Position annotation records
========================================
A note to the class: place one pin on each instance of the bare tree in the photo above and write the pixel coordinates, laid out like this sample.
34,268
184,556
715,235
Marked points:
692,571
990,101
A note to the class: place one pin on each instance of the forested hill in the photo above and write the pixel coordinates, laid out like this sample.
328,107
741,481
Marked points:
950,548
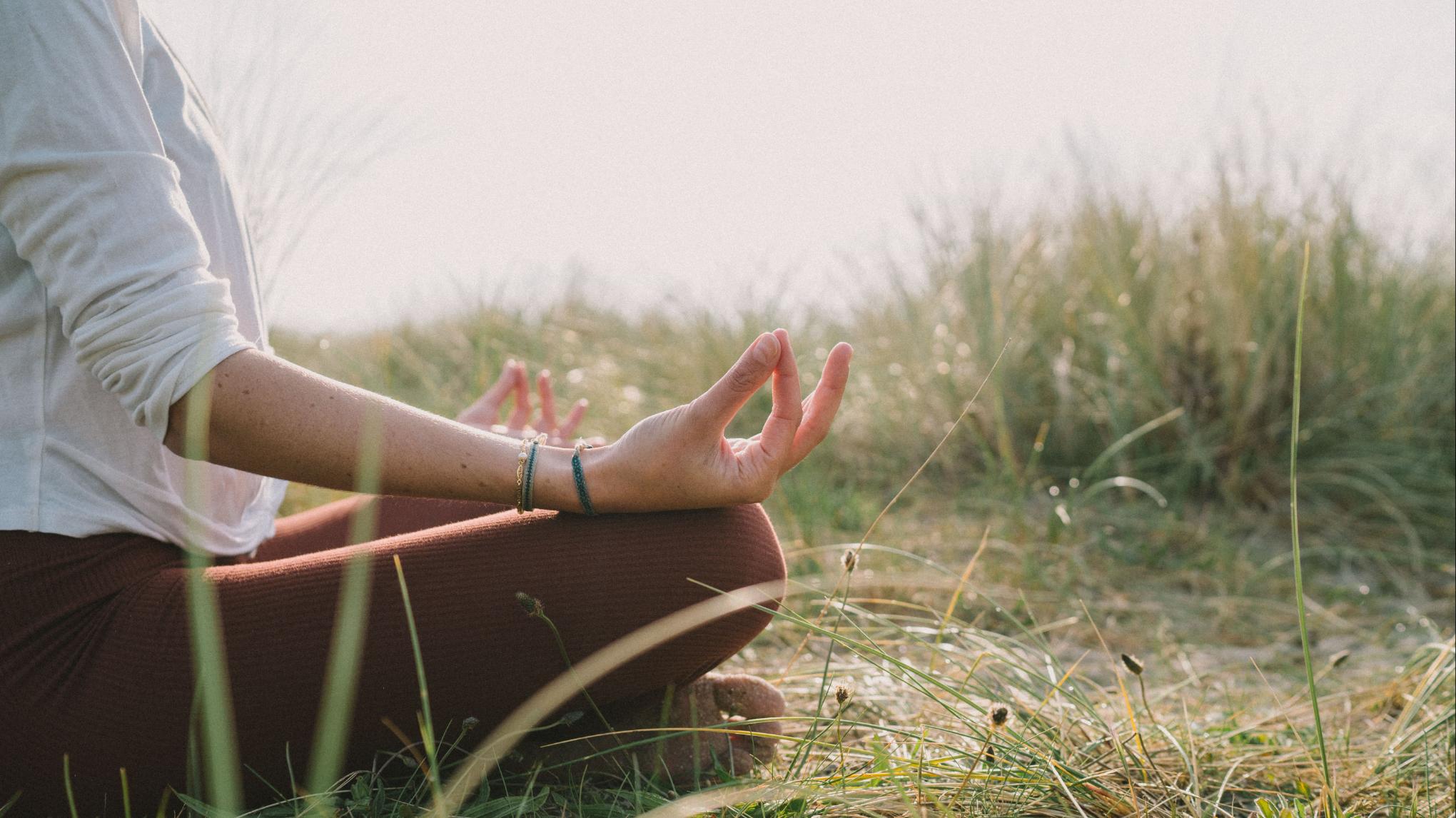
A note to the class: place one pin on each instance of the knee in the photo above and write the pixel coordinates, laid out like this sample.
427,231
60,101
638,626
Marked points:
744,547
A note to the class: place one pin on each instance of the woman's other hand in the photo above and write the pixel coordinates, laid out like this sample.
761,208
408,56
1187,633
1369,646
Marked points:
680,459
485,413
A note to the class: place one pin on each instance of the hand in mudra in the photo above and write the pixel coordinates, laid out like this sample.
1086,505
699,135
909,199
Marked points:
680,459
485,413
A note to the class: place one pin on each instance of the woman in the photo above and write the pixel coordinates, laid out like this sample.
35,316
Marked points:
130,315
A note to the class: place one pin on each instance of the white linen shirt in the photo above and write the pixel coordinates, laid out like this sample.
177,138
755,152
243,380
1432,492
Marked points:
126,274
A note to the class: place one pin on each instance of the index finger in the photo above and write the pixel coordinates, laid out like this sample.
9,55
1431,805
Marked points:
823,403
784,421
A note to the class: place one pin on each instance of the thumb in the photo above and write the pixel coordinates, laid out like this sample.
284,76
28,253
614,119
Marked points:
722,400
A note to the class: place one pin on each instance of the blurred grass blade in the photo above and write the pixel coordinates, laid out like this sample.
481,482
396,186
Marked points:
347,647
1124,482
568,685
222,772
427,725
1131,438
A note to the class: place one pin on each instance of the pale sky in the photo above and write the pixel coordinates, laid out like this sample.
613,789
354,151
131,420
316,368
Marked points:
711,152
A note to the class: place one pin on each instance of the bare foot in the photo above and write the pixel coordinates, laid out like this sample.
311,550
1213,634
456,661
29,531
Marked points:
712,700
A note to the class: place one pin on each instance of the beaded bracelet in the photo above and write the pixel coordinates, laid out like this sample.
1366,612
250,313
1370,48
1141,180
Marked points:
581,479
529,482
520,478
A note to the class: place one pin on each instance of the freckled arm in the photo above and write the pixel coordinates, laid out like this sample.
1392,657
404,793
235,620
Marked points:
274,418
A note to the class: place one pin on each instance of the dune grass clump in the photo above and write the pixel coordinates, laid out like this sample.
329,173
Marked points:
1110,507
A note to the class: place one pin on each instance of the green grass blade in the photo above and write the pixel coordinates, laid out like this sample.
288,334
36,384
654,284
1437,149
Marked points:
1293,515
427,725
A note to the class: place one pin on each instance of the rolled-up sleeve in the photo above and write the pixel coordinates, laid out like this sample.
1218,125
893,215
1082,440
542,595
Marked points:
95,207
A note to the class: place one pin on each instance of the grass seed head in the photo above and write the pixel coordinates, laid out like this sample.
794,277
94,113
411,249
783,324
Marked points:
1133,664
530,605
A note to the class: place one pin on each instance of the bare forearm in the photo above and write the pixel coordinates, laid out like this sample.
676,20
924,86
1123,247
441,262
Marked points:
273,418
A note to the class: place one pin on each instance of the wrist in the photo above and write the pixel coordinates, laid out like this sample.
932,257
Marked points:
554,485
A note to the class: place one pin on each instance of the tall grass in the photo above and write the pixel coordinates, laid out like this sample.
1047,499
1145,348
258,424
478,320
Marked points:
1120,318
1152,367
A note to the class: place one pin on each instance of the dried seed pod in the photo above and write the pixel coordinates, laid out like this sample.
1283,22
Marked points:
530,605
1133,664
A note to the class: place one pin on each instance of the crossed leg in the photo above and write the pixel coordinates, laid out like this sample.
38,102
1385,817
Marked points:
127,687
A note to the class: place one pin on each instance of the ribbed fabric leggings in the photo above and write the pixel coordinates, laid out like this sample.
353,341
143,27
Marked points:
95,657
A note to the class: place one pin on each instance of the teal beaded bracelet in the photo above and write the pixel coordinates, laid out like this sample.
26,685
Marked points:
581,480
529,482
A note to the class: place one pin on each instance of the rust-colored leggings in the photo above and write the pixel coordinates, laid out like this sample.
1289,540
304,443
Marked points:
95,657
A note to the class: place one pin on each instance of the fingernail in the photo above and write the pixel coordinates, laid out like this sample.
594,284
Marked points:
768,347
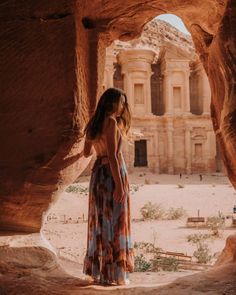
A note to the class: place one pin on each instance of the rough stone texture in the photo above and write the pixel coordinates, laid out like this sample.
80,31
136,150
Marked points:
43,107
50,71
35,270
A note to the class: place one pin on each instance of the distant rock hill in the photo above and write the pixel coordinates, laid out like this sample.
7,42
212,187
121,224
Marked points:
158,34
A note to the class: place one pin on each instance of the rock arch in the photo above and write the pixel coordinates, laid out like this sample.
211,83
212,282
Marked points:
52,62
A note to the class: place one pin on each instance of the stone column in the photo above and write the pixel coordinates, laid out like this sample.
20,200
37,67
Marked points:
168,93
156,154
188,150
206,93
136,67
186,108
170,148
109,69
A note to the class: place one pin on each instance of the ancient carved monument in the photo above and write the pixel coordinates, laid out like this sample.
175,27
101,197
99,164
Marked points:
52,61
169,96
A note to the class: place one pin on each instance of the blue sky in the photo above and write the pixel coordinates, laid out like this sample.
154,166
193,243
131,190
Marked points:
174,21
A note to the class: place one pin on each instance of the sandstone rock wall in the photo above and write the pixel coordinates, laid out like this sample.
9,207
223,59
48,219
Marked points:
52,63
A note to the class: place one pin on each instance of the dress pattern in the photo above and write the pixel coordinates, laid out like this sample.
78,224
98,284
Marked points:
109,256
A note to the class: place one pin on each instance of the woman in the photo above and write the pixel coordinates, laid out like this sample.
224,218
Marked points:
109,256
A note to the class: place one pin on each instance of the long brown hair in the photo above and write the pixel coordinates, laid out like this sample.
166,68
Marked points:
106,106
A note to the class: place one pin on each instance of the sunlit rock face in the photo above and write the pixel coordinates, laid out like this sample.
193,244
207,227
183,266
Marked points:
52,65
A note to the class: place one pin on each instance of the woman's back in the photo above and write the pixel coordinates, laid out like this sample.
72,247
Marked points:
100,144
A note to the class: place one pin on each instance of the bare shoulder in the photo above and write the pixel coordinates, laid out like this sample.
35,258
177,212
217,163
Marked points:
110,122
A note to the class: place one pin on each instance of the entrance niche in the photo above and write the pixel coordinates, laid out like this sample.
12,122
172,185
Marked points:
140,157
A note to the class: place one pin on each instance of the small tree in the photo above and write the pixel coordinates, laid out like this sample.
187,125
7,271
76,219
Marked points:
202,253
175,213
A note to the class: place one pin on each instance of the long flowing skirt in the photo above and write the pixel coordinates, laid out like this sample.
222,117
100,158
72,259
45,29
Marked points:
109,256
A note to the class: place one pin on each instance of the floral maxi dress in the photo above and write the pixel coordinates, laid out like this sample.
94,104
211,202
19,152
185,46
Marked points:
109,255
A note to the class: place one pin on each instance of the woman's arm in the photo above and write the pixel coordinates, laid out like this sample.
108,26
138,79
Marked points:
111,145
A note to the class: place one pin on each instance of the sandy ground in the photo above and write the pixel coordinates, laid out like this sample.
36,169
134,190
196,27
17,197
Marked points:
66,227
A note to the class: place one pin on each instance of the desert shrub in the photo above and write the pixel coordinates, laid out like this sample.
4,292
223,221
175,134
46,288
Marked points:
216,224
134,188
175,213
165,263
147,247
141,264
197,238
152,211
72,189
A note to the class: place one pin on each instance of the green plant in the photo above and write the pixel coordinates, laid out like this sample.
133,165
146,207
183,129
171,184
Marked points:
147,247
165,263
198,238
152,211
72,189
141,264
216,224
175,213
77,189
202,254
147,181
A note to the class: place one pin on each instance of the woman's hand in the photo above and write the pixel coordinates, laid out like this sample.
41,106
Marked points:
119,194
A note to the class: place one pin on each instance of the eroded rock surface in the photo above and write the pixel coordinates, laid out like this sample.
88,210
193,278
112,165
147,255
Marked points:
35,270
52,65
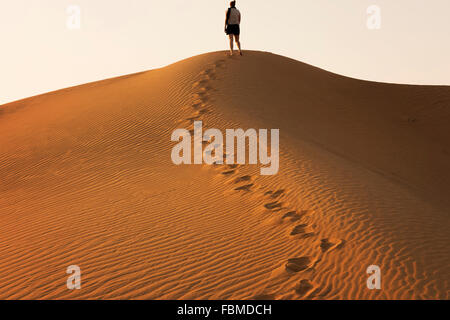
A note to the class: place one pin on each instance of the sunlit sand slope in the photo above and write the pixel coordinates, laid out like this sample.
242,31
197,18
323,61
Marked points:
86,179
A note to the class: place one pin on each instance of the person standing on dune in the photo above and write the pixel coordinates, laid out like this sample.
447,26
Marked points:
232,28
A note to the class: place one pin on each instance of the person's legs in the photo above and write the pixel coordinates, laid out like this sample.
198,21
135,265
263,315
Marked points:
236,38
231,43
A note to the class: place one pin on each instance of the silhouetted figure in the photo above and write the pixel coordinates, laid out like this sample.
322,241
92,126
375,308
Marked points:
232,28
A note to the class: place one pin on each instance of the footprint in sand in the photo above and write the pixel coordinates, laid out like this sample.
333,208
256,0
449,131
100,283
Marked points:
228,172
304,287
292,215
298,264
219,63
244,188
242,179
202,82
327,244
274,206
302,230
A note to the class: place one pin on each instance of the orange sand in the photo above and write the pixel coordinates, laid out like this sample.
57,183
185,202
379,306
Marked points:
86,178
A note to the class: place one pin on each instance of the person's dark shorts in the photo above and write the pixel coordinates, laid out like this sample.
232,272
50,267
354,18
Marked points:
233,29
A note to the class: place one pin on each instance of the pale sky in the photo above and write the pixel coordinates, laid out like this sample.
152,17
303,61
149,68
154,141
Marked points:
39,53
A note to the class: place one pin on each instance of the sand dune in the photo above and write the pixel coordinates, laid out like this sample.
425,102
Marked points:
86,179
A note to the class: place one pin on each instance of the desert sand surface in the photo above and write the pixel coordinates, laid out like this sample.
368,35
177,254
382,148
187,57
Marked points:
86,179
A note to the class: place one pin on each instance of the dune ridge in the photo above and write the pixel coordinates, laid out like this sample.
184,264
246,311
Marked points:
87,179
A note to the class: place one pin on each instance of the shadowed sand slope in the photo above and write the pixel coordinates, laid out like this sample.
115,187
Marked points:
86,179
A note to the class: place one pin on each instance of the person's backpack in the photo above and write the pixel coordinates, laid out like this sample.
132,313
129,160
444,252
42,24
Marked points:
228,17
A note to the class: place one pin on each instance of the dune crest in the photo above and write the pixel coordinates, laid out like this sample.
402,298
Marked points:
87,180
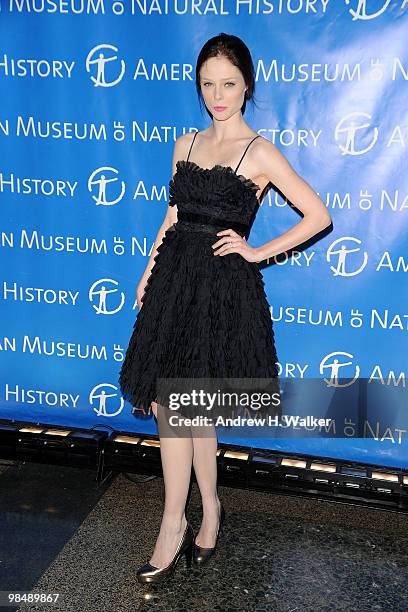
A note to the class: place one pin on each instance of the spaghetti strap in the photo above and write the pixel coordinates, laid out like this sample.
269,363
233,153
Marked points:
247,147
191,146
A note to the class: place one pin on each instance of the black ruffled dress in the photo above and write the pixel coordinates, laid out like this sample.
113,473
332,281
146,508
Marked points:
202,315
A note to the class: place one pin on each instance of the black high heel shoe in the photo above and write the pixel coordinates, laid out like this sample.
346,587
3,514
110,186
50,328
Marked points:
149,574
200,554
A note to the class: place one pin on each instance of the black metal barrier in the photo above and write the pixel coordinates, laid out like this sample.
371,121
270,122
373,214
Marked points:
111,452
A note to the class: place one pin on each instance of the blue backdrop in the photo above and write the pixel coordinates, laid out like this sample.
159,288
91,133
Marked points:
93,96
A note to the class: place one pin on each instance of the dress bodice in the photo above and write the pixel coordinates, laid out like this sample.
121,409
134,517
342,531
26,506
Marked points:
216,191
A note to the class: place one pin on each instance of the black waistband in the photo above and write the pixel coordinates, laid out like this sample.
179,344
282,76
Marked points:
214,221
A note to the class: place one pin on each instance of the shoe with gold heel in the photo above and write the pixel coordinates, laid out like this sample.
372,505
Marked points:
149,574
200,554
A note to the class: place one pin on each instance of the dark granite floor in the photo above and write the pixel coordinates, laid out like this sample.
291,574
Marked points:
59,533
========================================
AIM OF THE TASK
Give back exactly the lines running from the line containing "the dress bodice" through the end of the material above, both included, and nothing beyond them.

OUTPUT FOR THIS EXERCISE
A note to the class: place one pin on each instance of the dress bodice in the photo above and write the pixel coordinates, laid out like this sample.
121,409
134,517
342,531
26,506
Marked points:
216,191
A note to the class: place one pin on each instance of the black waistband in the photo above and write the pixel coordinates, laid out like this sample.
179,344
282,76
Marked points:
214,221
A note to the class: place one pin on each instance of the shoe with gold heel in the photo above and write the pixel coordinates, laid out like this sample.
372,505
Marked points:
149,574
200,554
A note to the class: place one pin on each instance of the dark granite floor in the photo above and write the pixel coordinates, laid out like this sample.
291,574
Marked points:
59,533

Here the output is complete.